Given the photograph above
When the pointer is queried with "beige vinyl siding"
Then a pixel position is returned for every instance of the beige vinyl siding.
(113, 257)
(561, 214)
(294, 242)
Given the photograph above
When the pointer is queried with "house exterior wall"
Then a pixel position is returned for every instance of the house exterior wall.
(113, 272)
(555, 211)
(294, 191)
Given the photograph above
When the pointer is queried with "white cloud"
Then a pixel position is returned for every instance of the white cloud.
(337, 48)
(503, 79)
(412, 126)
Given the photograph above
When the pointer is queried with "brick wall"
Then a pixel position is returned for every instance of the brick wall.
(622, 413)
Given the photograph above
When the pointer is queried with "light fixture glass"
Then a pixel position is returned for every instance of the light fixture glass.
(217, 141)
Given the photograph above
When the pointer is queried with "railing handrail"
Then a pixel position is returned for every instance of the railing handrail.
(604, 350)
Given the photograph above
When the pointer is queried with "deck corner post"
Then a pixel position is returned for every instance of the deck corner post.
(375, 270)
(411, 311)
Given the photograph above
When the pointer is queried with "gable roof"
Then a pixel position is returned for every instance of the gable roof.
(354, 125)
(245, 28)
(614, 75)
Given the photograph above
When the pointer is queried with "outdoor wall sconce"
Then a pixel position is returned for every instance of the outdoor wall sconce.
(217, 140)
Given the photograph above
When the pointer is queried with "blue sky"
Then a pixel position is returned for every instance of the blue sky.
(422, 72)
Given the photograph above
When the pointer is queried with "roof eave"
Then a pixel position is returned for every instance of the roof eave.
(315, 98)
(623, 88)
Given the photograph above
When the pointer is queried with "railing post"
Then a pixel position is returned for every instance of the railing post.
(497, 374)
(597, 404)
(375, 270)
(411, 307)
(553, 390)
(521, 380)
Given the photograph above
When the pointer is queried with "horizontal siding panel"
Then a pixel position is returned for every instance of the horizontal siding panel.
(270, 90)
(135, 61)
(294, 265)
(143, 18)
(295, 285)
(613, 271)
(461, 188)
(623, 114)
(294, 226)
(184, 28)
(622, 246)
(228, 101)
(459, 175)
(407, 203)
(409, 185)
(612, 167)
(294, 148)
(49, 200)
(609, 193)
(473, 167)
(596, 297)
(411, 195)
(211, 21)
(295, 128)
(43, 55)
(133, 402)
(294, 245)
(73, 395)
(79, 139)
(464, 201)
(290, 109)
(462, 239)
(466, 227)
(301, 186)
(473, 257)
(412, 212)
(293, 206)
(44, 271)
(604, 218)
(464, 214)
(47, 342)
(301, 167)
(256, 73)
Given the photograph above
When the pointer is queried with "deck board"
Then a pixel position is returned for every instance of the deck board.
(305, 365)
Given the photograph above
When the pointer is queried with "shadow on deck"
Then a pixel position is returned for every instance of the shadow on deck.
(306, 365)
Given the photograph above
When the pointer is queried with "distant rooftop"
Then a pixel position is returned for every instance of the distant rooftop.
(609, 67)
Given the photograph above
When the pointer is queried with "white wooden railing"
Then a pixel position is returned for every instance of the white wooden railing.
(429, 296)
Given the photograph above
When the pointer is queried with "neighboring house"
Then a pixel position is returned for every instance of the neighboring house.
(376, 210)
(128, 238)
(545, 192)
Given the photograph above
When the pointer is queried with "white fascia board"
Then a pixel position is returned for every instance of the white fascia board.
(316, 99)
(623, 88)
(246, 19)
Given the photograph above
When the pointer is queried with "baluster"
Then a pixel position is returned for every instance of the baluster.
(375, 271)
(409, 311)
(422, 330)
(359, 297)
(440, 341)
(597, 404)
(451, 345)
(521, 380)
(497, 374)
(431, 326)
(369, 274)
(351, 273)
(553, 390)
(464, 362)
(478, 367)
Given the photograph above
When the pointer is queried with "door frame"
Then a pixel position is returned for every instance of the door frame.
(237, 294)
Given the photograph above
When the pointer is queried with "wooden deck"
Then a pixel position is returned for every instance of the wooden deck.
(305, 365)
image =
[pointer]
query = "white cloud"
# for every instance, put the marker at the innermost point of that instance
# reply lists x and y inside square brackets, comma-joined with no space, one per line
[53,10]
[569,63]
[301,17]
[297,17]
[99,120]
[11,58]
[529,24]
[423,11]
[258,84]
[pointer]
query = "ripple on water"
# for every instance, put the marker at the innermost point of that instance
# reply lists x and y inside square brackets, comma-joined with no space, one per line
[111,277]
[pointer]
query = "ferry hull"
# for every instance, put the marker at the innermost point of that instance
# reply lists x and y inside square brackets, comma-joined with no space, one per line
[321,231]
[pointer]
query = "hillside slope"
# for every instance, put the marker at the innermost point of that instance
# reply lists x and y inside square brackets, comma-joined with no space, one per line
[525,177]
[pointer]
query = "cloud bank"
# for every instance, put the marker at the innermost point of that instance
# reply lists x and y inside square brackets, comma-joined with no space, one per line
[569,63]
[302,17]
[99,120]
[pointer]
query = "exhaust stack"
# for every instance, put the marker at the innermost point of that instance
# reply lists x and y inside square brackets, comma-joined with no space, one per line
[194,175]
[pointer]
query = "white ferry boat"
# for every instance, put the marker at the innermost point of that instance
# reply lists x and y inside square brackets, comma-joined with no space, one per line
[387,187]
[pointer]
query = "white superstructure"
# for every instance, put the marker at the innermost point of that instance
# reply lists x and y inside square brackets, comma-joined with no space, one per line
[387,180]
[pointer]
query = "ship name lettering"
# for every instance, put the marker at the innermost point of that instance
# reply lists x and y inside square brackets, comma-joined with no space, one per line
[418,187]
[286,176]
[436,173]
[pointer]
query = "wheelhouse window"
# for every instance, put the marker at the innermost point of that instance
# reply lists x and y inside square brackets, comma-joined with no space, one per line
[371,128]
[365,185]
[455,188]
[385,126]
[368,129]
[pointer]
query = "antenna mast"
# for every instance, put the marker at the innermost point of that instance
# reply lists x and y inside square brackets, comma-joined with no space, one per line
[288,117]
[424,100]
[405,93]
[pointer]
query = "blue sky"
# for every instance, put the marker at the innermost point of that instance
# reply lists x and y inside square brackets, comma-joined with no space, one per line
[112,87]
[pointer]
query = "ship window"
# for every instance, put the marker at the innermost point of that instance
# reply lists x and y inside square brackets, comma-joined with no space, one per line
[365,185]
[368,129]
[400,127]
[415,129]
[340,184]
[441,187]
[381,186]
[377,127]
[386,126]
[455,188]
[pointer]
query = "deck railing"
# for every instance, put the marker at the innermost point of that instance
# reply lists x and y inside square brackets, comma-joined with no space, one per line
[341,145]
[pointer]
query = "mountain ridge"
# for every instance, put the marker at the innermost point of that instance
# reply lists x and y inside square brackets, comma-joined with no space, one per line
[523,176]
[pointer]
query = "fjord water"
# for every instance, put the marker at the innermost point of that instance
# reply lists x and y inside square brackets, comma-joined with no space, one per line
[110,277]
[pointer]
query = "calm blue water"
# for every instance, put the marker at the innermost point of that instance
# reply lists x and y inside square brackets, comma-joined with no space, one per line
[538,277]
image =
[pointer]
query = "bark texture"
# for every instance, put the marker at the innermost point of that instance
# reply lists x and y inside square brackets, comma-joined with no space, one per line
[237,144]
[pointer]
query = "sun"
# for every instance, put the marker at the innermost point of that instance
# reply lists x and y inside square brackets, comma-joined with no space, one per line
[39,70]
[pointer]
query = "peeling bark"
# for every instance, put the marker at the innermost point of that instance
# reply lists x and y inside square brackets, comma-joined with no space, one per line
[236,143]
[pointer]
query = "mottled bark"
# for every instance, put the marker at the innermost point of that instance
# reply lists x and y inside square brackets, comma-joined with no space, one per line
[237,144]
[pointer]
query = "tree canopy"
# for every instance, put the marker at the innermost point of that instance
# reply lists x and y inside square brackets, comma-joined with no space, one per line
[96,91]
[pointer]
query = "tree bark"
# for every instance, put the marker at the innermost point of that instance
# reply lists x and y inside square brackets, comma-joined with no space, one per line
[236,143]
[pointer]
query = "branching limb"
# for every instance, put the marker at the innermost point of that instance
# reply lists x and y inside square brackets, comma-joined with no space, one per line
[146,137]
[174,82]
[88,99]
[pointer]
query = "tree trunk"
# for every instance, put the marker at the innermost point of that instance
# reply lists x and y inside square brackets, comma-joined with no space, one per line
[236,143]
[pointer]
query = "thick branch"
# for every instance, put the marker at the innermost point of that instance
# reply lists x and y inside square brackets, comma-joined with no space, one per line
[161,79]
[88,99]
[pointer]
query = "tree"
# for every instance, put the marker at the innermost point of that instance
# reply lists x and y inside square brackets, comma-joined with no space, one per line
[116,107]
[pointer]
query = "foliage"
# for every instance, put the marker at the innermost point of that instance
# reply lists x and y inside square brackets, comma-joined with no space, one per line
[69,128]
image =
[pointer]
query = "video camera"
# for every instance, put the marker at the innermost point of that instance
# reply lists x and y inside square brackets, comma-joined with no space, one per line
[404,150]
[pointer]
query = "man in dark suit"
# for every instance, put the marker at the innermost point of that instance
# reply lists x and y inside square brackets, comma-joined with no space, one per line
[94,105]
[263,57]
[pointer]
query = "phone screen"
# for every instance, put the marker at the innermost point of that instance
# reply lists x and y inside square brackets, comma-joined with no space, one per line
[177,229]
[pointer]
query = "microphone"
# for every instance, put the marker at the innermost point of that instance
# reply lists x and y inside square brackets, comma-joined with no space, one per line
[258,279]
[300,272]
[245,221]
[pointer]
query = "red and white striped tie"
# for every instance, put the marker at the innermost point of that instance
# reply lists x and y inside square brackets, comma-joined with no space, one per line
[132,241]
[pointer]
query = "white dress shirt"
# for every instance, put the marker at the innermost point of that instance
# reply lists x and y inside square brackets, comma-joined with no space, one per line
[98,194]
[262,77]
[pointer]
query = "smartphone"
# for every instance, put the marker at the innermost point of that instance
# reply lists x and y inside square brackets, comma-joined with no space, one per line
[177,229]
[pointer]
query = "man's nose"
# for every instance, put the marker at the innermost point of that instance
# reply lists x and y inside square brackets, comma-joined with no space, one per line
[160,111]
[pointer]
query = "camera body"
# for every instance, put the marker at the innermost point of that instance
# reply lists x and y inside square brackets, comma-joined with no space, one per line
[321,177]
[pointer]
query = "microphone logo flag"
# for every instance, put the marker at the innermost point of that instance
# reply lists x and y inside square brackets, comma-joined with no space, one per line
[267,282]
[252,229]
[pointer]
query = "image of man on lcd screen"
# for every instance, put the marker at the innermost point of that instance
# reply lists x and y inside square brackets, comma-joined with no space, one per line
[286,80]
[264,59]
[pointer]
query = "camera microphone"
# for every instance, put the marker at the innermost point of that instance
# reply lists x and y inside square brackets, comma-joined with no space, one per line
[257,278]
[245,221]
★ ★ ★
Directions for this task: Scan the data above for the string "ship" and copy each line where it appears.

Result of the task:
query = "ship name lettering"
query = "ship window"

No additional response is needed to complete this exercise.